SELECTED TEXT START

High Court identifies ‘legislative lacuna’ around citizenship of children born to same-sex couples

The High Court has identified a “legislative lacuna” around the question of citizenship for children born abroad to one or more Irish parents in a same-sex relationship.
Ms Justice Siobhán Phelan handed down judgment last week in respect of two families whose children were refused Irish passports in circumstances where they were born abroad to same-sex couples relying on donor-assisted human reproduction (DAHR) procedures.
In the case of one of the families, anonymised as X, the parent who is an Irish citizen was neither the gestational mother nor the biological father of the child. In the other family, Y, the biological or genetic mother of the child is an Irish citizen.
Both families were represented by Dublin firm Gibson & Associates.
A central issue in the case was the interpretation of “parent” under section 7(1) of the Irish Nationality and Citizenship Act 1956.
In her judgment, published online yesterday, Ms Justice Phelan said in respect of the Y family that the minister for foreign affairs had “erred” in construing the section as excluding the genetic mother of a child recognised as a parent of that child in accordance with the law of their place of domicile.

SELECTED TEXT END
INFORMATION SHOWN START

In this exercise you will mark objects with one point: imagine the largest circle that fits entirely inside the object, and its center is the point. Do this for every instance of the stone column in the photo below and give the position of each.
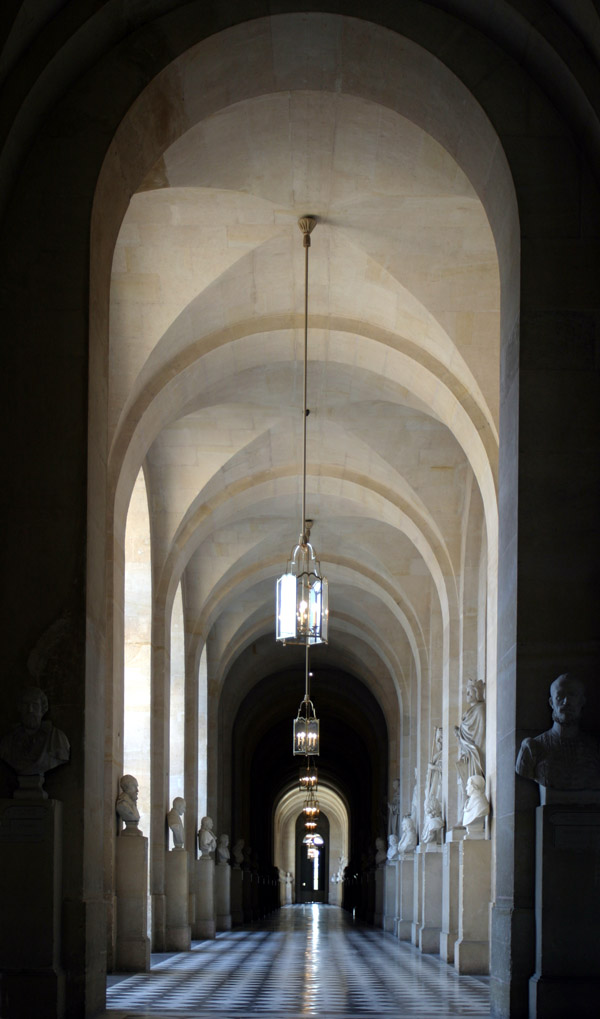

INFORMATION SHOWN END

YOUR TASKS:
A - Give each distinct word or phrase that the article on the citizenship ruling puts in quotation marks.
B - Rewrite the part of the article on the citizenship ruling that opens with the words containing "Ms Justice Siobhán" and closes with "an Irish citizen.", switching "passports" to "travel documents".
C - Continue the article on the citizenship ruling from where it stops.
The material placed after the article on the citizenship ruling is separate from it.

YOUR WRITTEN ANSWERS:
A -
- legislative lacuna
- parent
- erred

B -
Ms Justice Siobhán Phelan handed down judgment last week in respect of two families whose children were refused Irish travel documents in circumstances where they were born abroad to same-sex couples relying on donor-assisted human reproduction (DAHR) procedures.
In the case of one of the families, anonymised as X, the parent who is an Irish citizen was neither the gestational mother nor the biological father of the child. In the other family, Y, the biological or genetic mother of the child is an Irish citizen.

C -
However, she rejected arguments advanced in respect of the X family that the same section could also apply to “non-genetic, non-gestational parents”.
By making such a finding, Ms Justice Phelan said she “would be straying beyond the interpretative role of a judge under the Constitution into the area of law-making in breach of the proper parameters set by the separation of powers doctrine”.
Nonetheless, the judge warned that the court’s “tolerance of legislative delays in providing for recognition of parents and children in a manner which properly respects and vindicates their identity and familial relationships is not infinite”.
“In a different case where evidence of real impact is demonstrated without sufficient justification coupled with ongoing legislative inertia, the balance may well be tipped,” she added.
It is up to the Oireachtas “to cure the identified breach of constitutional rights which flows from the current lacuna in Irish law”, she said.